(Records from a data source)
------------------------------------------------------------

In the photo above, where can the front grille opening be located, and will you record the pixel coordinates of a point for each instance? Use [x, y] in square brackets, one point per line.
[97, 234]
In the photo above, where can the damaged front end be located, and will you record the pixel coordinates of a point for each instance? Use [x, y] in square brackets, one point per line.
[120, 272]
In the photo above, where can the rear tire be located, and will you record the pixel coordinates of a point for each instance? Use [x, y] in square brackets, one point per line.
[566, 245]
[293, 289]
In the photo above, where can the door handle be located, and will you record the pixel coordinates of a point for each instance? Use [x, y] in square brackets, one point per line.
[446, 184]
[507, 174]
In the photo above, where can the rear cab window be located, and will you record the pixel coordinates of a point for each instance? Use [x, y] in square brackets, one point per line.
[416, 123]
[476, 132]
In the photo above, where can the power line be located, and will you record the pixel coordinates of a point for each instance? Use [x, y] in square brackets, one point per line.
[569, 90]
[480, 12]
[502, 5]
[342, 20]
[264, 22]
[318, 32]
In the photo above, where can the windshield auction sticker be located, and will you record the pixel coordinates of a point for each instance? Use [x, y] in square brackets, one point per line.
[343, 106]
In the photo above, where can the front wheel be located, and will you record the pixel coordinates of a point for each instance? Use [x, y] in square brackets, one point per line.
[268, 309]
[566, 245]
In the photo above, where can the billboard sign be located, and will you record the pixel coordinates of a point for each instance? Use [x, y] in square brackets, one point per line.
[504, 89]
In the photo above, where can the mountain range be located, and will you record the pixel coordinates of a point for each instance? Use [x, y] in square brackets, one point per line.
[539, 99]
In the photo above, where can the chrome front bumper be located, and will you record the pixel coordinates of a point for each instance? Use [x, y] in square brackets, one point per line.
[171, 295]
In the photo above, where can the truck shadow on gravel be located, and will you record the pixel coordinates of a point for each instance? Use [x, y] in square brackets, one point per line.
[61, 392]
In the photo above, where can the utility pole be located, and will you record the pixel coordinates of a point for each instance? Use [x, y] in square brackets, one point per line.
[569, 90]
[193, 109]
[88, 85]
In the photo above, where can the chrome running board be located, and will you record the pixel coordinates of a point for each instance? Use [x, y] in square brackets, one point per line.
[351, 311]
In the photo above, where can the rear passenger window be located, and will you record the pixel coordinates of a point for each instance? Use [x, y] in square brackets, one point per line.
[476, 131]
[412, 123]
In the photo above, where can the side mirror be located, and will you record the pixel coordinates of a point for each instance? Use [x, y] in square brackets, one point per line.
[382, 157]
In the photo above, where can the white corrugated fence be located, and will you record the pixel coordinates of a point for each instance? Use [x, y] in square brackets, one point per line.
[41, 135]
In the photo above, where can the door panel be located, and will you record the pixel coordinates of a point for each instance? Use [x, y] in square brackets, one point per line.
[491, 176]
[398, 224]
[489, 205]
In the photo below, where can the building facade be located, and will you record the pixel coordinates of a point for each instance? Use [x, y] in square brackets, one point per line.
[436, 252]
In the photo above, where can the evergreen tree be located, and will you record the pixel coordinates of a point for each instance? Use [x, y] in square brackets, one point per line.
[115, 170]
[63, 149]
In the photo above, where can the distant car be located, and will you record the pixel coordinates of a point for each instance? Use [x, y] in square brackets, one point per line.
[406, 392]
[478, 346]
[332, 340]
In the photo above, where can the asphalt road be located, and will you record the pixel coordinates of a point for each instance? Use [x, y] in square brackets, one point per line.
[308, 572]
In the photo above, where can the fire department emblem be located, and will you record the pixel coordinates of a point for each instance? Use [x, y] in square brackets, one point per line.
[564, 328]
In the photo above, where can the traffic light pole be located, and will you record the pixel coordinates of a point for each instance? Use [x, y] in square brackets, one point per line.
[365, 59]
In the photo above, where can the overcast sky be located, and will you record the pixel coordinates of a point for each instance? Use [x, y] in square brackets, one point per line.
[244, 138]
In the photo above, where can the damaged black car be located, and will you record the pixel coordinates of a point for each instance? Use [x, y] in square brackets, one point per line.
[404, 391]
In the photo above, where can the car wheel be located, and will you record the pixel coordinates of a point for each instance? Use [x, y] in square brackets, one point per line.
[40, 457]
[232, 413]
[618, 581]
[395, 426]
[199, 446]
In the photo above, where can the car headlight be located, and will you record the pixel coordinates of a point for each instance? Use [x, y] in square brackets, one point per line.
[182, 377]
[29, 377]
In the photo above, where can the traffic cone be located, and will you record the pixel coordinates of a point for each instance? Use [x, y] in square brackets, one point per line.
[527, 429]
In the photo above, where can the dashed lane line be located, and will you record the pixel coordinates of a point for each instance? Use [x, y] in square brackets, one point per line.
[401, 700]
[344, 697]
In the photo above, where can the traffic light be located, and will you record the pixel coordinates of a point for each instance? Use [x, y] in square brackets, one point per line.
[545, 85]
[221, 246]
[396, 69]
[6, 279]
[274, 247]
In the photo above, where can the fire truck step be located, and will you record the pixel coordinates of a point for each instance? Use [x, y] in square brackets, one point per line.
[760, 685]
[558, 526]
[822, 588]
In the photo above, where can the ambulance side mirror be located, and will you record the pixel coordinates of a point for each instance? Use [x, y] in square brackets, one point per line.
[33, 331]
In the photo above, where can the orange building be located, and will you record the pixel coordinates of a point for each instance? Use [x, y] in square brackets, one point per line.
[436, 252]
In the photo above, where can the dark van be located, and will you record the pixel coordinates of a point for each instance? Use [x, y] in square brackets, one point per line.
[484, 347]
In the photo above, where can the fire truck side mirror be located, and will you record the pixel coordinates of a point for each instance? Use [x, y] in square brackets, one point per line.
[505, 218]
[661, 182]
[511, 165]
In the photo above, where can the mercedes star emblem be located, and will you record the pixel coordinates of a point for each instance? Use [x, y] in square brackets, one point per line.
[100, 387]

------------------------------------------------------------

## Assignment
Set down every entry again, exactly as written.

## Task answer
In the photo above, where can the front grille opening be located, and will you record the pixel coordinates of a point for each instance? Use [x, y] in square brackets, one point per line.
[97, 234]
In the photo above, where can the damaged front end be located, and will you record the pixel coordinates of a point for each instance? Use [x, y] in square brackets, one point per line.
[120, 272]
In the photo above, where can the rear tire be located, and will you record the pixel coordinates of a point for each instance? Use [x, y] in square brackets, one point per line.
[566, 245]
[293, 289]
In the photo above, where can the door handle be located, and will you record the pixel coordinates of a point for each instance? Use [x, y] in square brackets, one point per line.
[446, 184]
[507, 174]
In the photo above, where can the rear cab window be located, and will you record the pixel coordinates of a point for each instance? Use [x, y] in square brackets, one point per line.
[416, 123]
[476, 132]
In the photo above, where can the power line be located, and will you record the pixel coordinates of a point for each instance? Use [x, y] in square brackets, one point per line.
[569, 90]
[480, 12]
[502, 5]
[342, 20]
[264, 22]
[318, 32]
In the photo above, where can the windshield auction sticker be located, and will you record the pixel coordinates of a point for each instance? Use [x, y] in square brackets, one point per line.
[343, 106]
In the photo above, where can the front wheel be located, and will you record the pixel coordinates of a point for each instance? Use [x, y] in square brackets, one point per line.
[268, 309]
[566, 245]
In the photo above, where can the billboard sign be located, and will you record the pixel coordinates of a point for each instance? Use [x, y] in square brackets, one point per line.
[504, 89]
In the photo above, where can the mountain range be located, and will you record the pixel coordinates of a point for each instance? Use [x, y] in square brackets, one point per line.
[539, 99]
In the photo above, where can the chrome front bumper be located, and will you record the pixel coordinates of a point for each instance? Use [x, y] in square brackets, one point per line.
[171, 295]
In the photo above, where can the truck shadow on gravel be located, and will you record the pixel coordinates of a point for each instance? Use [x, y] in square brackets, one point per line.
[61, 392]
In the photo above, where can the utility pole be located, and will you record the pixel coordinates of a point for each instance? Use [x, y] in square brackets, one point per line.
[569, 90]
[193, 109]
[88, 85]
In the photo above, where can the chrome running board be located, and will you record the pixel coordinates of a point for each instance? Use [x, y] in square brackets, one point per line.
[351, 311]
In the photo above, where can the rear passenger window be located, and will you record the pixel coordinates of a point for each instance? Use [x, y] in square brackets, one point per line.
[476, 131]
[412, 123]
In the photo above, where can the side mirror be located, and will you record the pixel coordinates of a point for each instance? Use [x, y] in square brackets, one point per line.
[382, 157]
In the photo above, where can the white corrugated fence be located, and will you record the pixel coordinates of a point for each instance? Use [x, y] in square brackets, one point per line.
[41, 135]
In the photo above, where can the door panel be located, and will you record the pixel coordinates of a point for each instance? Use [x, y] in square brackets, one point per line.
[491, 176]
[398, 224]
[489, 205]
In the photo below, where can the building facade be located, and will you record the pixel coordinates of a point for each instance? Use [x, y] in square brackets, one point per line.
[436, 252]
In the photo above, where can the evergreen tree be located, and will you record the pixel coordinates of a point for each instance? Use [x, y] in square brackets, one point per line.
[115, 170]
[63, 149]
In the photo above, where can the distant car be located, and will you record the pixel coordinates of a point for each instance? Use [x, y] in square brackets, one point per line.
[406, 392]
[478, 346]
[332, 340]
In the photo above, where can the asphalt road be located, and will you record the pixel coordinates of a point for each instance? Use [x, y] in square brackets, one point per line.
[308, 572]
In the photo above, where can the fire department emblem be located, and will you record the pixel coordinates of a point for each instance? Use [x, y] in square brackets, one point per line.
[564, 328]
In the photo above, where can the traffic light pole be located, and will you record the pixel coordinates of a point for each instance? Use [x, y] in square brackets, one point per line.
[365, 59]
In the photo above, where can the overcast sky be located, and will you record the pixel coordinates of a point for each instance? Use [x, y] in square brackets, one point per line.
[244, 138]
In the photo above, where can the damaged black car be located, and will you record the pixel coordinates of a point for each instance? Use [x, y] in square brackets, one point per line.
[404, 391]
In the photo above, where can the car wheel be located, and will you record the pixel coordinates of a point for each instance? Use [x, y] in square brackets, one point per line.
[40, 457]
[232, 413]
[618, 581]
[395, 426]
[199, 446]
In the photo above, where can the car headlight be located, and will you record the pixel coordinates of a point for each instance? Use [x, y] in square brackets, one point per line.
[182, 377]
[29, 377]
In the photo above, where can the traffic cone be located, and will you record the pixel coordinates of a point for each instance? Use [x, y] in square brackets, one point per line.
[527, 429]
In the photo above, where can the dashed lane line be located, and will you record the pixel coordinates of a point for each instance? Use [x, y] in square brackets, one point per line.
[401, 700]
[344, 697]
In the photo above, where can the traffic light be located, and will you record the pixel coordinates of a point for each instance? Use [x, y] in square brackets, one point per line.
[545, 85]
[221, 246]
[396, 69]
[6, 279]
[274, 247]
In the photo above, where can the fire truck step be located, and will you record the pixel coordinates of a point for each instance? Use [x, y] in square brackets, one point per line.
[760, 685]
[558, 526]
[822, 588]
In the photo above, where can the ambulance side mirror be located, and will you record the pixel coordinates of a point for each instance? Use [x, y] in square brackets, one point per line.
[33, 331]
In the photo above, where can the orange building be located, and will you record the pixel coordinates of a point for each instance? Use [x, y] in square brackets, one point per line.
[436, 252]
In the photo above, where can the dark van be located, and will you record the pixel coordinates of a point for each instance? Use [x, y] in square brackets, one point per line.
[484, 347]
In the photo above, where can the fire truck side mirror be located, and will you record the pixel coordinates of a point for each instance? Use [x, y] in square brackets, one point per line.
[505, 218]
[661, 182]
[511, 165]
In the photo above, where can the mercedes star emblem be located, and will you record the pixel coordinates of a point for each instance? Use [x, y] in square brackets, one point per line.
[100, 387]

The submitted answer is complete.